→ 読解文
インプラントは新しい歯科治療とのイメージが強いが、実は紀元前の昔から歯科治療としてのインプラントが試みられていたことが古代遺跡から発見されている。
現在、人類の歴史上最も古いとされるインプラントは、トルコで発見された石製のインプラントで、なんと紀元前550年頃のものだとされる。ただし、このインプラントは、実際に歯の代わりとして機能出来ていたかは疑問で、儀式などの為だけに使われていた可能性が高い。
近代になって、ステンレスやコバルトクロム、金、サファイヤなどを利用したインプラントが試みられたが、これらの予後は悲惨なものであったと言われる。チタンとは異なり、骨結合が発生しないことが最大の原因と考えられる。医療技術も全ての要素において現在よりはるかに遅れていたので、失敗した後の治療も困難だったのだろう。
1952年にスウェーデンの医師ブローネマルクによるオッセオインテグレーション(骨結合)の発見からインプラントが実用的な治療技術として確立していく。素材としてチタンが導入されるようになり、インプラントは極めて良好な成果をもたらすようになったのである。生体に不活性であるチタンは、これまでの素材と異なり骨と直接結合する性質を持っている。
1980年代になると日本でも歯科インプラントに対する取り組みが始まったが、当初は人工サファイアを使ったインプラントが行われるなどトラブルも多かったようである。
世界的な流れとしては、1988年のトロント会議で、世界中の著名なインプラントジスト(インプラントをする医師)が集まってコンセンサスレポートを打ち出している。
「5年85%、10年80%以上の生存」を成功の基準として認め、世界的にチタン製のインプラントが開発・利用されるようになり、安全かつ予知性の高いインプラントの時代が到来した。 ※コンセンサスというのは、EBM(Evidence:根拠 Based:基づいた Medicine:医療)に基づいた報告であり、一部の歯科医の経験のみの報告は除外されたものである。
現在、インプラントの形状や表面の改良による性能の向上、骨質・骨量の不足を補う骨造成・骨移植の進歩、歯科技工物の品質向上などによって、さらにインプラントの質は向上し、15年生存率90%以上ともいわれるまでになっている。

ある集まりから抜き出した項目
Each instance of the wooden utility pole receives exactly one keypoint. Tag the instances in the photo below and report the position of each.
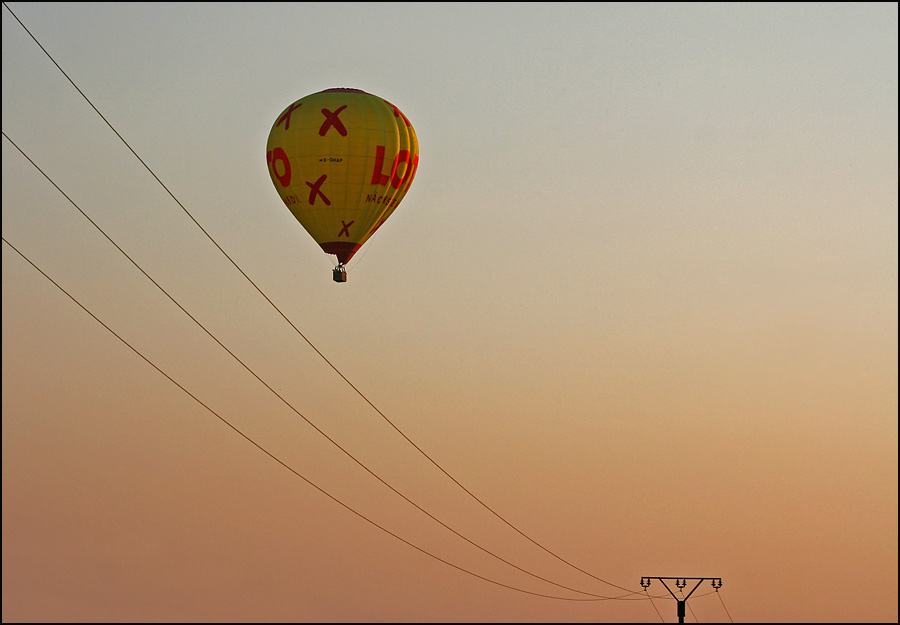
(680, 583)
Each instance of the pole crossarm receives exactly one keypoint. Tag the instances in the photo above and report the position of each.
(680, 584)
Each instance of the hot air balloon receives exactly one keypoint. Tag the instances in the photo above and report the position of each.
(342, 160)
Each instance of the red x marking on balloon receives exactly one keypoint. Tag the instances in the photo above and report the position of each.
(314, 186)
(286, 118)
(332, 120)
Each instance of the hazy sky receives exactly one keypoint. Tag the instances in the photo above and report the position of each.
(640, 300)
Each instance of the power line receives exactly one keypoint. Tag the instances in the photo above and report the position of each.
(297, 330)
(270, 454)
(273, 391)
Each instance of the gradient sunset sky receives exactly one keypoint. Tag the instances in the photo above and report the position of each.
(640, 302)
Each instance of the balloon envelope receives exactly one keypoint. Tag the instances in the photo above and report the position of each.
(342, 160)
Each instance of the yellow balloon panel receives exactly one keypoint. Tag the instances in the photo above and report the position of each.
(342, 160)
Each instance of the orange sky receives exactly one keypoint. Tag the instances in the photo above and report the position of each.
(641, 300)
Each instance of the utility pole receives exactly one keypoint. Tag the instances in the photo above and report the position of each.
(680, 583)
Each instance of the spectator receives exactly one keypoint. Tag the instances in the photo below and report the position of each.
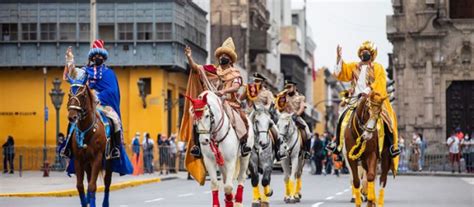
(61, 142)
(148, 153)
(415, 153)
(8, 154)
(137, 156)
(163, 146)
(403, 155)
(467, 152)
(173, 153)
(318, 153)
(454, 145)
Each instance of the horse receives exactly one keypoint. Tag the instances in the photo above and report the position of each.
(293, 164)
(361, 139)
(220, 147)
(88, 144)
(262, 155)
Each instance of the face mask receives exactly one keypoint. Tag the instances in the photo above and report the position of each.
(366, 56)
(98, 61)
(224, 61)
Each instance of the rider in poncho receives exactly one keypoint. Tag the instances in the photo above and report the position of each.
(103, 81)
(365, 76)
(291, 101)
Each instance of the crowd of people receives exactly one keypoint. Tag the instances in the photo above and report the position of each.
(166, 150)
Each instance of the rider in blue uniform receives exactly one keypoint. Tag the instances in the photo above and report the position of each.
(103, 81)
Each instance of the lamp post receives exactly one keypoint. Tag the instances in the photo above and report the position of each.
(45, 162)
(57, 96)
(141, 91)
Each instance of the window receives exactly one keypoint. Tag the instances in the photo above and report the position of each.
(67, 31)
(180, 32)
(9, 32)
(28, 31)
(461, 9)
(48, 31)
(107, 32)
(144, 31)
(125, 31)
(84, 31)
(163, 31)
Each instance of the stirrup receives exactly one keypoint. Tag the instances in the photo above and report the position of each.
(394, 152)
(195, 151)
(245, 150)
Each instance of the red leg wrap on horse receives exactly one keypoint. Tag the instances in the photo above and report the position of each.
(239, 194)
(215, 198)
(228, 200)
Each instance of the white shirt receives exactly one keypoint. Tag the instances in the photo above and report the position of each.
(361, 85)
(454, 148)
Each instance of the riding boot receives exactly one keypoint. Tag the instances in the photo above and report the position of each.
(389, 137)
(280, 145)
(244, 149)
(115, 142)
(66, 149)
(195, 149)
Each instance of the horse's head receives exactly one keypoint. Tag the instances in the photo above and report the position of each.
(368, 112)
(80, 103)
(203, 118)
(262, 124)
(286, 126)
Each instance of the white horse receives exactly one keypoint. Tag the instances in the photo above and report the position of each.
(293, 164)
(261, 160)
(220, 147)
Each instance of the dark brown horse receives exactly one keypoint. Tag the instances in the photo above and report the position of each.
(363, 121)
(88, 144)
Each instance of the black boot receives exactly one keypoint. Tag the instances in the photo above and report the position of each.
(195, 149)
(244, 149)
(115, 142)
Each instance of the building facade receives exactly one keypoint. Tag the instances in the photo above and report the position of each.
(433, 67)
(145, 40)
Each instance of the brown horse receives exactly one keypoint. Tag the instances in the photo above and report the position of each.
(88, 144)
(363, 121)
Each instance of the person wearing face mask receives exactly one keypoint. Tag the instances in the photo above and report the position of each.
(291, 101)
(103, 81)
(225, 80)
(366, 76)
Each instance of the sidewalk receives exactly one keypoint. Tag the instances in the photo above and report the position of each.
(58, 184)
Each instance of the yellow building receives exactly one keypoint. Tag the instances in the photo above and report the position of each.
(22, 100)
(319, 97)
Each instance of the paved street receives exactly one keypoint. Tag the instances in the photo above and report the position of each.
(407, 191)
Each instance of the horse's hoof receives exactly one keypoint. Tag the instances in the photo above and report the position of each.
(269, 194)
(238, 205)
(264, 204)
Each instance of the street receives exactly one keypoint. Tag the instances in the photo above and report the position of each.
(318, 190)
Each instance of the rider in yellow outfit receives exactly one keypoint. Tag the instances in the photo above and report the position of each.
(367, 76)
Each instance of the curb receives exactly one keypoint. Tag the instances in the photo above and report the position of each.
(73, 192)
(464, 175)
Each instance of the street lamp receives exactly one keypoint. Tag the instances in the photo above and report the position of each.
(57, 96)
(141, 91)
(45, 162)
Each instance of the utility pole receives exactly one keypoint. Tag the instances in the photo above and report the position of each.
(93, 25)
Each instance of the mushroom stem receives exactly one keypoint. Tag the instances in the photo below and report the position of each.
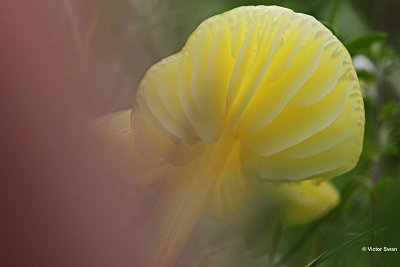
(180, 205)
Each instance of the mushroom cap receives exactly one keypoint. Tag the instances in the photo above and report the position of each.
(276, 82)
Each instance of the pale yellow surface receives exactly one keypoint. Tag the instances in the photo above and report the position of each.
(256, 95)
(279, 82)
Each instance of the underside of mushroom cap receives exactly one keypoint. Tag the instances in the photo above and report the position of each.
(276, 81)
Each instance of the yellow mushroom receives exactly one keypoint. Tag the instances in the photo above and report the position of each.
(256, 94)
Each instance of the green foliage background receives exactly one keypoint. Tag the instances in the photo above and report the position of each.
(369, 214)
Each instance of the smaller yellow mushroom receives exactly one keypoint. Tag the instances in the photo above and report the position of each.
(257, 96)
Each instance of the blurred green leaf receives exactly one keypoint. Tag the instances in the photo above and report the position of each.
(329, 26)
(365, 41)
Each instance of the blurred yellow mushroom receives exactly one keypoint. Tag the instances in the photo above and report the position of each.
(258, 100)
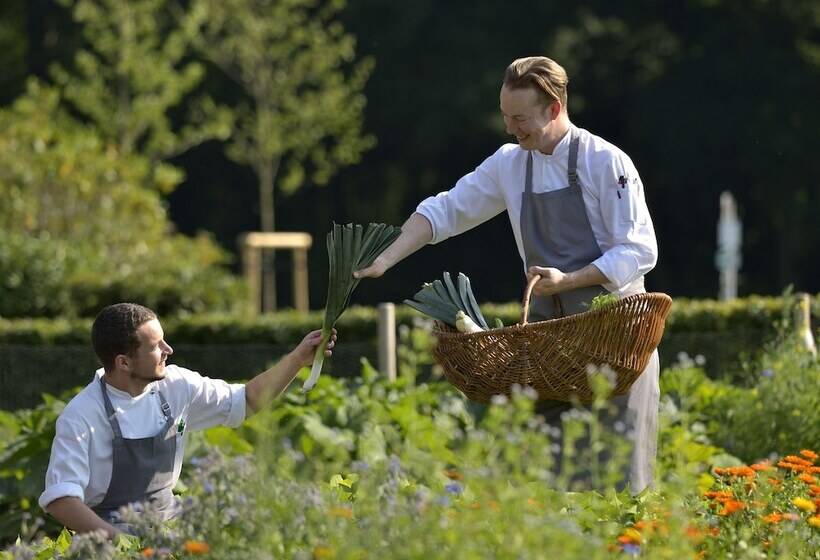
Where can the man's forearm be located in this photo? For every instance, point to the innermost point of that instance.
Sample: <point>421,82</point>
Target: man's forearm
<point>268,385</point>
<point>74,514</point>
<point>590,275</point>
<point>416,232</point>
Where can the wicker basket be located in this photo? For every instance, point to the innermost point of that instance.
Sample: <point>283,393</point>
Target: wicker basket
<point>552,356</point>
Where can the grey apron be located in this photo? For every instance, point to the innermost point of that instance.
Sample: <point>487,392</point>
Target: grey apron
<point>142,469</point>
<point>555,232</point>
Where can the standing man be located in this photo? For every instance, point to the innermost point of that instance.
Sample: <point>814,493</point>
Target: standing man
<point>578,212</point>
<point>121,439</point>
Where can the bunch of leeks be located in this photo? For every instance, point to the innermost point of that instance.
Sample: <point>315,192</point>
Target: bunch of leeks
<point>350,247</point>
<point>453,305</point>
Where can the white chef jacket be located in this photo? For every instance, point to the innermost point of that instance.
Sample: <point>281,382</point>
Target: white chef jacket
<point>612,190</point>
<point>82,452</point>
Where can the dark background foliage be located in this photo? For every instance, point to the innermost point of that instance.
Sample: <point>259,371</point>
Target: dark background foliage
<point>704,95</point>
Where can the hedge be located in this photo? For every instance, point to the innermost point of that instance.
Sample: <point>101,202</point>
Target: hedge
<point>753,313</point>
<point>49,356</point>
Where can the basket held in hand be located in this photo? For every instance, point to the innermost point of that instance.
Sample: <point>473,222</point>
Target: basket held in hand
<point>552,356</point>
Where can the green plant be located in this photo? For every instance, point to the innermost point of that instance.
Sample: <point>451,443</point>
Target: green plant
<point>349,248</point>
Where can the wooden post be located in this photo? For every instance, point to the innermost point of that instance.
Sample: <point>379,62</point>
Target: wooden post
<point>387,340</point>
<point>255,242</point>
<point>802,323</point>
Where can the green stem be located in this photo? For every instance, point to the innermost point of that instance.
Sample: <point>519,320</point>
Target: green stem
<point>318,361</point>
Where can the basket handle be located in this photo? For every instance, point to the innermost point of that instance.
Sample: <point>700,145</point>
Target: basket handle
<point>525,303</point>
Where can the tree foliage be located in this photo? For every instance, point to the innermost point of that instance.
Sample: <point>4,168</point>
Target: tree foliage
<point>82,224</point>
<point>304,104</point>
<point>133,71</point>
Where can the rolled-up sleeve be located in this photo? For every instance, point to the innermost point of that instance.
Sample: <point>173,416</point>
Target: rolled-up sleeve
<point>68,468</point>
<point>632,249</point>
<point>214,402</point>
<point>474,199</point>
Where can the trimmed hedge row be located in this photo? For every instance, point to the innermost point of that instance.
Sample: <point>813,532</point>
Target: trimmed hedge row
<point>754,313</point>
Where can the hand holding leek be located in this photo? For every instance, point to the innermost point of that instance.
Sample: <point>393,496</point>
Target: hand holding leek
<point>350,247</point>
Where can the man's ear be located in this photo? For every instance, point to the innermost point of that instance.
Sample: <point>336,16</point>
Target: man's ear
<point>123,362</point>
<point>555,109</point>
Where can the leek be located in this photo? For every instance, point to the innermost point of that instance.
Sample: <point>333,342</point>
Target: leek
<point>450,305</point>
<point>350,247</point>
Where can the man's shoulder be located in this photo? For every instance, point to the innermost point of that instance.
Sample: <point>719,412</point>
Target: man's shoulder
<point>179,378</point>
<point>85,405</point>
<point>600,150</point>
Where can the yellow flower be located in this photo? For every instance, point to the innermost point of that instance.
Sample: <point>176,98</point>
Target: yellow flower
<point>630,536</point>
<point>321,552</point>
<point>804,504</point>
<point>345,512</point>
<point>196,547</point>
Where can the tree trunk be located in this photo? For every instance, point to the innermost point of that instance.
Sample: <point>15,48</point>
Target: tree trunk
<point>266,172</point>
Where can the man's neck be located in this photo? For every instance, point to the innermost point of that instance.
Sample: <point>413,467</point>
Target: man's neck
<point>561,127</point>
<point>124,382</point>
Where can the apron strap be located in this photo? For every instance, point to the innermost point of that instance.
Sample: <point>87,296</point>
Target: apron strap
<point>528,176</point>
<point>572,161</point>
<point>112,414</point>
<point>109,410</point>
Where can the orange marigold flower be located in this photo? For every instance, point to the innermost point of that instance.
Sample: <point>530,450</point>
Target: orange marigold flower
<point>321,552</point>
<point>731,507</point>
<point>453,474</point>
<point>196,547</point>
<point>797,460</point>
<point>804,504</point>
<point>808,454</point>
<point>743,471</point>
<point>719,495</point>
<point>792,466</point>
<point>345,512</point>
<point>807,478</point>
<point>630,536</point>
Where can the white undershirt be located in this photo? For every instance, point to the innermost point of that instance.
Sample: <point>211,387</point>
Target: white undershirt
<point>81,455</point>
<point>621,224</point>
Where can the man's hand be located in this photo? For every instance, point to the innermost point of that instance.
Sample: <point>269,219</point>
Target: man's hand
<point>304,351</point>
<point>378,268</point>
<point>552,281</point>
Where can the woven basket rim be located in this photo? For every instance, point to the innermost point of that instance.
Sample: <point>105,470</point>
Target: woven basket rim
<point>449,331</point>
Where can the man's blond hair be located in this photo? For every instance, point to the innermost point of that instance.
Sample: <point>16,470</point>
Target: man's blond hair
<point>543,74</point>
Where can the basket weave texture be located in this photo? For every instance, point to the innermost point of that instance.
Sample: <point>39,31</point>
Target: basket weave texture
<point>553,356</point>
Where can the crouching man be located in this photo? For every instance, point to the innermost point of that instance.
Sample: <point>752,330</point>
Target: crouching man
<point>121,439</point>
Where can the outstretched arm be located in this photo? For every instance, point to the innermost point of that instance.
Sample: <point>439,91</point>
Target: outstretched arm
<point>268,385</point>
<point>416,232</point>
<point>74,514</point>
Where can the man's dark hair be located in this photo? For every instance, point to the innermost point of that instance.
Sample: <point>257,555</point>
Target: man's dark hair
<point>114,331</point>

→ 課題のねらい
歯科インプラントの歴史を述べた文章は「15年生存率90%以上ともいわれるまでになっている」という文で終わっています。この文の後に続く内容を書き継いでもらえますか。 この資料は別の出典から取られたものです。

→ 課題の解答
現在、全世界で100以上のインプラントメーカーが存在すると言われている。材質はチタンが殆んどであるが、未だにチタン以外の材質も僅かながら存在している。
形状や表面の性質などがインプラントの特徴を決める要素で、以下に代表的なものについて簡単に解説しよう。
ブローネマルクインプラント
スウェーデンで開発されたインプラントで、ブローネマルクの研究を元に開発されたインプラント。30年の実績があり、世界的に普及している。2回法で行うことが多く、治療期間も比較的長いのが特徴となっている。
ITIインプラント
スイスで開発されたインプラントで、ブローネマルクに対抗すべく作られた。表面を酸処理し粗面にすることでオッセオインテグレーション(骨結合)までの期間を早め強度を向上させている。一回法で使用されるケースが多いインプラントである。
アストラインプラント
スウェーデンで開発されたブローネマルクインプラントの改良型である。インプラントの表面を粗面に加工することで骨とインプラントの結合する面積を増やし、インプラントの早期固定、強度の向上を実現している。現在、最も評価されつつあるインプラントといわれる。
メンテナンスが十分でないと、『インプラント周囲炎』という歯槽膿漏に似た病気にかかることがあります。人工物であるインプラントには神経が通っていませんので、初期の段階での自覚症状がない場合があります。よって、かなり状態が進行しなければ気付かないかもしれません。予防法として、定期健診をきちんと受け、歯磨きを怠らないでください。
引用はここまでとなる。